* _ZU ERLEDIGENDE AUFGABE_
Gib den Text über die tarifliche Vergütungsordnung und die Nachwirkung gekündigter Tarifverträge vollständig und unverändert wieder.

* _VORLIEGENDER TEXT_
* * * * * * * * *

Es kann dahinstehen, ob die Vergütungsordnung nach MTV/VTV AVR-DHV von der DHV als einer tariffähigen Arbeitnehmerkoalition abgeschlossen worden ist. Die DHV und der DBV haben voneinander unabhängige, rechtlich selbständige Tarifverträge abgeschlossen. Eine Tarifunfähigkeit der DHV führte daher nicht zur Nichtigkeit der vom DBV abgeschlossenen Tarifverträge.
Der Umstand, dass MTV/GTV AVR-ver.di 2004 gekündigt wurden, hat keine Auswirkungen auf das für den Betrieb maßgebliche kollektive Entgeltschema. Endet die unmittelbare und zwingende Wirkung eines Tarifvertrags aufgrund seiner Kündigung, bleiben die im Betrieb geltenden Grundsätze der betreffenden tariflichen Vergütungsordnung auch nach Eintritt der Nachwirkung iSd. § 4 Abs. 5 TVG das für den Betrieb maßgebliche kollektive Entgeltschema. Der Eintritt der Nachwirkung hat lediglich zur Folge, dass das im Betrieb geltende kollektive, abstrakte Entgeltschema und die in ihm zum Ausdruck kommenden Vergütungsgrundsätze nicht mehr zwingend gelten. Das ändert jedoch nichts daran, dass diese Grundsätze bislang im Betrieb angewendet wurden und deshalb dort geltende Entlohnungsgrundsätze sind. Bis zu einem wirksamen Änderungsakt sind sie grundsätzlich betriebsverfassungsrechtlich weiter gültig.

* * * * * * * * *

Gespeicherte Datensätze
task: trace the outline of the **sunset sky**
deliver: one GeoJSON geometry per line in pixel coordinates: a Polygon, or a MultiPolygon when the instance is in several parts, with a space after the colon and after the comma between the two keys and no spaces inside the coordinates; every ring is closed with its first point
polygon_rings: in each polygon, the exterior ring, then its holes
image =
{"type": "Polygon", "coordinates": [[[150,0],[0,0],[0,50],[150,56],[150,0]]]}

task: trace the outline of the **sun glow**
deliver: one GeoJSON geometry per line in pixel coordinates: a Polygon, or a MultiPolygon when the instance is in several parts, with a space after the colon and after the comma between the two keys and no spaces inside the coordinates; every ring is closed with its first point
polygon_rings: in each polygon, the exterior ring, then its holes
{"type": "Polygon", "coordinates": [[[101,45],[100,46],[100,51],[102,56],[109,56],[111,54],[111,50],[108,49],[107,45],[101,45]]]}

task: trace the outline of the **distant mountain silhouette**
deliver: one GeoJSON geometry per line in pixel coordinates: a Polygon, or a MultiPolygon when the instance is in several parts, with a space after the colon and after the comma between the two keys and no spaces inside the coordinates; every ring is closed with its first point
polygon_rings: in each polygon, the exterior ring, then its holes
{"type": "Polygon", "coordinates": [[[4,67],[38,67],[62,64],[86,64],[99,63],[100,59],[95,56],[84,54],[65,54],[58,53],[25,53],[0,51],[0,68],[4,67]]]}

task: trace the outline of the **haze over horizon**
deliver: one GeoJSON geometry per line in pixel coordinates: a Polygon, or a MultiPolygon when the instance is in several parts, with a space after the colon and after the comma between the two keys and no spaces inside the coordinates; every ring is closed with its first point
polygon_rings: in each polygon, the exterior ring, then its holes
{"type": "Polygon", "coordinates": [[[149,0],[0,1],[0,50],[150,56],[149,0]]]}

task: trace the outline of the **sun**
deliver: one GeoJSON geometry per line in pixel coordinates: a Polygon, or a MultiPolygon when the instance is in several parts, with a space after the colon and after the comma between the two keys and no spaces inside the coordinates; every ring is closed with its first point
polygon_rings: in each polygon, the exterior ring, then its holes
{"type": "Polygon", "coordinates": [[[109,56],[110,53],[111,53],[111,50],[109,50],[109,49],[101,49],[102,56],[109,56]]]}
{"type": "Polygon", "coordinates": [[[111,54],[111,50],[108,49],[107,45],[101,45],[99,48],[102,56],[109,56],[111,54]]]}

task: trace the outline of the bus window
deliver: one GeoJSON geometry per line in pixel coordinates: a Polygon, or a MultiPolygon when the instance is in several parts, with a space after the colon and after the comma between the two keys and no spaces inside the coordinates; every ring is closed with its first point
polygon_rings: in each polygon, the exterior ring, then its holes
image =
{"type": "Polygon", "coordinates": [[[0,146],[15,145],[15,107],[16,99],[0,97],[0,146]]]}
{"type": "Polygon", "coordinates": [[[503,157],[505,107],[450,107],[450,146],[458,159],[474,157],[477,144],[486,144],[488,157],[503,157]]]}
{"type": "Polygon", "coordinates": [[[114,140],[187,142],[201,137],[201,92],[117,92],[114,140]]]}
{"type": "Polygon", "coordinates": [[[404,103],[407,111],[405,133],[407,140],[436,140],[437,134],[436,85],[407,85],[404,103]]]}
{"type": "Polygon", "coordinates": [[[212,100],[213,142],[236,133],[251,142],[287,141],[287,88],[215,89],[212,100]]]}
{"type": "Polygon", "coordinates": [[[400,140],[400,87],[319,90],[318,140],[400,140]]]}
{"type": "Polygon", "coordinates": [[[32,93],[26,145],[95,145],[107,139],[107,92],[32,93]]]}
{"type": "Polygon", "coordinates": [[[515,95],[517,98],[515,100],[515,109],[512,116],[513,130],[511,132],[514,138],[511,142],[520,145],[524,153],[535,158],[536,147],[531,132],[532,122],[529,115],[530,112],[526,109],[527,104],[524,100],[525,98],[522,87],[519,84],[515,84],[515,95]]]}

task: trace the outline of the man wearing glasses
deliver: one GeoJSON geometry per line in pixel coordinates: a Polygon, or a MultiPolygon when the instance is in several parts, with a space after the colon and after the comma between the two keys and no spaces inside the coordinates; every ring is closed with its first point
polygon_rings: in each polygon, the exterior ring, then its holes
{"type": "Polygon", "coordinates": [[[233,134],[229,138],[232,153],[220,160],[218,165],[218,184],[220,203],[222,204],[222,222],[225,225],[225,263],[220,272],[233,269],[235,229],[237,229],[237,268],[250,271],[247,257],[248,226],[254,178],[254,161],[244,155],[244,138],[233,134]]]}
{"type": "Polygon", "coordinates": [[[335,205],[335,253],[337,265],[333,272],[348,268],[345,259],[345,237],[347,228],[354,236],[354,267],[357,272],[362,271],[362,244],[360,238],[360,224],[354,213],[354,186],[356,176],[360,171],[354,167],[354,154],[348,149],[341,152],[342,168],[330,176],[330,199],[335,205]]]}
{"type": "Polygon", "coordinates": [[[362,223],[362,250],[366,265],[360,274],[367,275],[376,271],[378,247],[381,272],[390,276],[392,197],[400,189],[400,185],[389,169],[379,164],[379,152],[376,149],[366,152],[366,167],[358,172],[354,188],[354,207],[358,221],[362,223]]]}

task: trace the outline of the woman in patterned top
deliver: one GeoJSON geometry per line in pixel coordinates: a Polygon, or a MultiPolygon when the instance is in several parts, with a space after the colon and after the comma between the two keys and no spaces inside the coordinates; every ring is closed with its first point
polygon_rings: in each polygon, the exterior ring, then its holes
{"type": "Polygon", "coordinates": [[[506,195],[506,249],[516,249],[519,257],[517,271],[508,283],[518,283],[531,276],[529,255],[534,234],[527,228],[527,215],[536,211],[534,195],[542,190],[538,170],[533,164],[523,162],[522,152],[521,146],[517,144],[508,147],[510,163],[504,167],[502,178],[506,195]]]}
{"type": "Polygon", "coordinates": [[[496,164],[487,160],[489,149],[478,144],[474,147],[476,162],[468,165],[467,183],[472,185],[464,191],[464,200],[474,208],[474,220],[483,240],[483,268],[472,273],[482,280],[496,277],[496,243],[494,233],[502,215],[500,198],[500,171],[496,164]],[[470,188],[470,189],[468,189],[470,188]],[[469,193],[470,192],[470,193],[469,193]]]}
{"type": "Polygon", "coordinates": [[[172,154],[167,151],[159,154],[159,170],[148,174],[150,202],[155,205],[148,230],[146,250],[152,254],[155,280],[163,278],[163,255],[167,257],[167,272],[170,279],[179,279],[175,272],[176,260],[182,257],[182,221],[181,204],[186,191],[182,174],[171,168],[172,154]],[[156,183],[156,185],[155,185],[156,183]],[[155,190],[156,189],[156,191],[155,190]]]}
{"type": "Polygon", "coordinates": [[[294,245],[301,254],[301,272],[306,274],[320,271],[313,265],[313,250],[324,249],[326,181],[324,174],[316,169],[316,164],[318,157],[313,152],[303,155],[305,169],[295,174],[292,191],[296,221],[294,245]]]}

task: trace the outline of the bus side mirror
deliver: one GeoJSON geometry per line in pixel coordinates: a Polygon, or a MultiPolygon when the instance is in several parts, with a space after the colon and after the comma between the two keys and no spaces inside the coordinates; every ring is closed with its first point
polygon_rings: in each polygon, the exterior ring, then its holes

* * * * * * * * *

* _DIE ANTWORT_
Es kann dahinstehen, ob die Vergütungsordnung nach MTV/VTV AVR-DHV von der DHV als einer tariffähigen Arbeitnehmerkoalition abgeschlossen worden ist. Die DHV und der DBV haben voneinander unabhängige, rechtlich selbständige Tarifverträge abgeschlossen. Eine Tarifunfähigkeit der DHV führte daher nicht zur Nichtigkeit der vom DBV abgeschlossenen Tarifverträge.
Der Umstand, dass MTV/GTV AVR-ver.di 2004 gekündigt wurden, hat keine Auswirkungen auf das für den Betrieb maßgebliche kollektive Entgeltschema. Endet die unmittelbare und zwingende Wirkung eines Tarifvertrags aufgrund seiner Kündigung, bleiben die im Betrieb geltenden Grundsätze der betreffenden tariflichen Vergütungsordnung auch nach Eintritt der Nachwirkung iSd. § 4 Abs. 5 TVG das für den Betrieb maßgebliche kollektive Entgeltschema. Der Eintritt der Nachwirkung hat lediglich zur Folge, dass das im Betrieb geltende kollektive, abstrakte Entgeltschema und die in ihm zum Ausdruck kommenden Vergütungsgrundsätze nicht mehr zwingend gelten. Das ändert jedoch nichts daran, dass diese Grundsätze bislang im Betrieb angewendet wurden und deshalb dort geltende Entlohnungsgrundsätze sind. Bis zu einem wirksamen Änderungsakt sind sie grundsätzlich betriebsverfassungsrechtlich weiter gültig.